● **TEXT**:
= = = = =

Lees Ferry was established in 1871 by John D. Lee, who was the first settler and operator of the ferry. Lee's diary mentioned how rugged Paria Canyon was in the late 1800s. Crampton and Rusho write that Lee, during his eight-day trip through Paria Canyon, struggled for two days and one night without stopping because a safe place to camp out of flash flood danger could not be found.
| "We concluded to drive down the creek (Paria), which took us some eight days of toil, fatigue, and labour through brush, water, ice, and quicksand -- without seeing the sun for 48 hours." |  John D. Lee Utah State Historical Society |
In 1870, the small settlement of Pahreah, which was located northwest of the modern-day Paria Contact Station, included 47 families, a church and a post office. This frontier settlement, like many in the West, was frequented by Native Americans, pioneers and the occasional outlaw. John Wesley Powell, the first director of the United States Geological Survey, in surveying the region, used the spelling Paria, which is the name found on modern topographical maps.
Jacob Hamblin, envoy for the Church of Jesus Christ of Latter Day Saints, reported his observations about Pahreah on March 27, 1870.

= = = = =

Rows excerpted from a collection

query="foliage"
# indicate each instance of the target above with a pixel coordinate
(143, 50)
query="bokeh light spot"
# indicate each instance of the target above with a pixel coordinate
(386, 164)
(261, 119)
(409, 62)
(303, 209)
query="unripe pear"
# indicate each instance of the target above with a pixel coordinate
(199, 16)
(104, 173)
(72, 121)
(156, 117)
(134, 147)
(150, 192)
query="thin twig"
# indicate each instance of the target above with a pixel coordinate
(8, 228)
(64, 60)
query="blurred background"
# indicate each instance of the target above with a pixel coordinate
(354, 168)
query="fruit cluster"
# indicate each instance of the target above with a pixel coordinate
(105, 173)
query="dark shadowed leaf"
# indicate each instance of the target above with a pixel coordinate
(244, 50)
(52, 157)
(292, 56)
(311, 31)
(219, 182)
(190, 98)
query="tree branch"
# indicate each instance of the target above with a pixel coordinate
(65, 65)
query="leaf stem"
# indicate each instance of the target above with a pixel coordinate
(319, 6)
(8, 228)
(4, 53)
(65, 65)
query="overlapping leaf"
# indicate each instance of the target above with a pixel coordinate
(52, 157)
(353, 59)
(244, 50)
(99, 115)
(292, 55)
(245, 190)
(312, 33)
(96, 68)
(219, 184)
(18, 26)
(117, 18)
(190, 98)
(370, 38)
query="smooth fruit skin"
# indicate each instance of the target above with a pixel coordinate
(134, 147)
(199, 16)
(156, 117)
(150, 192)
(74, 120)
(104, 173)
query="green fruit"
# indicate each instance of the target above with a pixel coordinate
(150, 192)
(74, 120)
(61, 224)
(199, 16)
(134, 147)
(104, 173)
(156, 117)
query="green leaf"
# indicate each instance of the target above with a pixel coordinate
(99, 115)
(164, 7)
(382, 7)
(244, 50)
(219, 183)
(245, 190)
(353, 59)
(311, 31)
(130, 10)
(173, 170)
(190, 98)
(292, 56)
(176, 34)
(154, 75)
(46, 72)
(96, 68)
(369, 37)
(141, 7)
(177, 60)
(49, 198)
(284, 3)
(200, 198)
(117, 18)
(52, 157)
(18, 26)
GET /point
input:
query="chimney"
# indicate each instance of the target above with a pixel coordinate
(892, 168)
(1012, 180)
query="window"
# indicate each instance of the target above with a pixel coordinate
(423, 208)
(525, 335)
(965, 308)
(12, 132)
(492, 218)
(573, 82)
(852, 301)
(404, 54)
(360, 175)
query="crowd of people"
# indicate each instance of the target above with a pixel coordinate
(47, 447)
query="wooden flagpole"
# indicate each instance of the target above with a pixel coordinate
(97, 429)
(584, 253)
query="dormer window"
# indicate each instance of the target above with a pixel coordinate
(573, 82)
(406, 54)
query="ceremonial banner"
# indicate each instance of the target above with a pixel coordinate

= = = = =

● **TO-DO LIST**:
(1) Name every individual person mentioned in the Paria Canyon history text.
(2) Write the next portion of the Paria Canyon history text, beginning after its final sentence.

● **RESPONSES BY TASK**:
(1) John D. Lee, Crampton, Rusho, John Wesley Powell, Jacob Hamblin

(2)
| "The settlement was progressing with a guardhouse and a small corral, where men can cook and lodge safely with 20-25 horses." (Feduska 6) |  Pahreah Townsite Utah State Historical Society |
By that time, Pahreah also had vegetable farms, fruit and nut orchards, and cattle.
Unfortunately, severe flooding during the 1880s brought alkaline soil and entrenched arroyos and by 1889, only eight families remained at the settlement. By the 1930s the town of Pahreah had vanished. Near the abandoned settlement, now a ghost town being slowly swept away by the river, a western movie set was built. Here famous characters like Calamity Jane, Buffalo Bill and others came to life. Zane Grey, a famous western writer during the 1920s, had some of his novels filmed in the area, including Revelation, Heritage of the Desert, and A Biography of Buffalo Jones. Today, the ghost town and movie set can be visited by traveling 30-miles east from Kanab along U.S. Highway 89.
The Arizona Strip, a portion of Arizona geographically isolated from the rest of the state by the Colorado River, has always been a difficult area to access.
According to Crampton and Rusho (1992), Zane Grey described Paria Creek in 1907 thus:
"Dawn opened my eyes to what seemed the strangest and most wonderful place in the world. Paria Creek watered this secluded and desert bound spot." |  Zane Grey Jane Foster |
Crampton and Rusho (1992) also wrote that south of Paria Canyon in House Rock Valley, two men named Uncle Jim Owens and Buffalo Jones, established a Buffalo Ranch in the early 1900s.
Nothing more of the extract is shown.